> TEXT SHOWN:
============================================================

It's a very depressing state of affairs. I do meander into Tom and Acko's room, and Mark and Dan's, but there really isn't much banter at this time of year. The football has finished, the summer hasn't began, none of us have our cars this year (Tom, James and Jibba are bringing this year) and the summer football/Olympics haven't began- which fast leaves exams the only topic of conversation that is still loosely "current." Even new film releases boils down to Troy and Day After Tomorrow, and they've been talked about more than a Jane Austen irony at a literary group.
So I spend most of my days cooked up in this room, staring at tattered revision notes and idly browsing the web looking for something of mild intrigue. As I've said before, after ten minutes of surfing the net you have read absolutely everything and done everything that holds any interest whatsoever.
I'm lucky because the winter exam revision coincided beautifully with coming home for a month. That month I had 20 kebabs, which goes some way to summarising what a fucking awesome Christmas holiday I had. I'm lucky because I have lots of friends here, even if they are a little pre-occupied with exams right now. I'm lucky because most weekends I'm away running, doing something I love. Training kills a good hour every day: An hour I'd otherwise be spending doing fuck all.

============================================================

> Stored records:
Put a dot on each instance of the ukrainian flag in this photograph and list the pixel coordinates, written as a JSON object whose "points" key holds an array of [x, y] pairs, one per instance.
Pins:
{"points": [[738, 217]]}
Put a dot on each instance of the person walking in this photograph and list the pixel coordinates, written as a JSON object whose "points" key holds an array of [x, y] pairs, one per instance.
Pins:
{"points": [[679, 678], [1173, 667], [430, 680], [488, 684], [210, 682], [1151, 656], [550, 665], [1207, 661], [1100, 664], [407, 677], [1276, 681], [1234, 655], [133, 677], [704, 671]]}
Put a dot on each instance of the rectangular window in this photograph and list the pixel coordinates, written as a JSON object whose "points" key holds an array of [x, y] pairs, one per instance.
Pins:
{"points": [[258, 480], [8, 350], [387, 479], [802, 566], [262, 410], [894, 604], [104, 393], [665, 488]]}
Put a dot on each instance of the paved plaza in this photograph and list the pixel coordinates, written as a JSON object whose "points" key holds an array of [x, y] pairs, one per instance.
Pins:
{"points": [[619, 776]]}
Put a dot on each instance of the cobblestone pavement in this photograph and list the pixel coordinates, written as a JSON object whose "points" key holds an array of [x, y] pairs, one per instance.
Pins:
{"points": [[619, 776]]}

============================================================

Carry on the text about exam-season boredom, starting after its last sentence.

> WRITTEN RESPONSE:
This year has gone like a blur, and I've had many high points and memories I'll never forget. Together we organised getting a house together early, nights out are great and my lecture schedule has been nothing short of easy.
But please don't mention the long, boring days. I know I've survived this long off the back of DC, but these exams have left me with nothing to break up the days. No lectures, no library, no long winter runs- no need to leave the room. Only the weekly shopping trip gets me out the room, besides training, and that's soul destroying. I can fully appreciate now why people leave Uni because there's nothing to do during the day, especially if you're in a catered hall. Because there's no communal kitchen or living room, a lot of them live like recluses, suffering what I am not only during exams, but the entire duration of their degree.
I count myself lucky now. At Christmas I got off lightly, and next year we'll have a living room and cars to go places. These three weeks have been a taster of what it's like to be unemployed, or on a degree living in catered halls. See all the forums out there? They're populated by loners who spend exactly all their time in solitude, along with all the MMORPG's, personals and chat rooms. When the internet is all you have to relax or entertain you, it can drive you crazy.
And you know what they say is the best way to combat boredom: Boozing. So excuse me while I fetch another two litres of Strongbow from the fridge, and pass the hours away looking into its golden salvation. Two weeks to go of this tear-inducing boredom and then all the spoils of summer to look forward to.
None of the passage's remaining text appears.